* What this task involves *
Render every line of the rows below as a JSON list of strings, one string per line, omitting blank lines and leaving the pictures out.
------ Listed entries ------
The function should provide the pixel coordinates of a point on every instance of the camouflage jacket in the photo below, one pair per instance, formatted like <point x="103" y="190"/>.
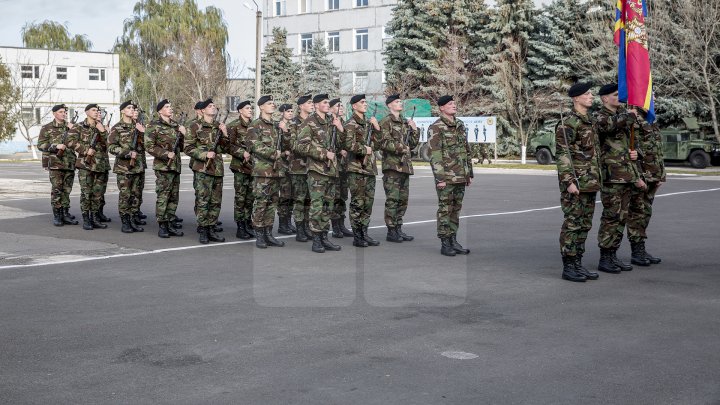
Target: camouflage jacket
<point x="356" y="130"/>
<point x="51" y="135"/>
<point x="80" y="138"/>
<point x="650" y="151"/>
<point x="449" y="151"/>
<point x="263" y="147"/>
<point x="160" y="138"/>
<point x="198" y="142"/>
<point x="393" y="133"/>
<point x="120" y="140"/>
<point x="584" y="151"/>
<point x="314" y="141"/>
<point x="237" y="144"/>
<point x="613" y="130"/>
------
* Task solution *
[
  "The function should provide the pixel coordinates of a point on every instance of the camouflage jacket in the photo below, one pair per instance, formatted like <point x=\"103\" y=\"190\"/>.",
  "Target: camouflage jacket",
  "<point x=\"356\" y=\"130\"/>",
  "<point x=\"51\" y=\"135\"/>",
  "<point x=\"80\" y=\"138\"/>",
  "<point x=\"650\" y=\"151\"/>",
  "<point x=\"449\" y=\"151\"/>",
  "<point x=\"263\" y=\"147\"/>",
  "<point x=\"160\" y=\"138\"/>",
  "<point x=\"198\" y=\"142\"/>",
  "<point x=\"393\" y=\"133\"/>",
  "<point x=\"120\" y=\"140\"/>",
  "<point x=\"584\" y=\"151\"/>",
  "<point x=\"314\" y=\"141\"/>",
  "<point x=\"237\" y=\"144\"/>",
  "<point x=\"613\" y=\"130\"/>"
]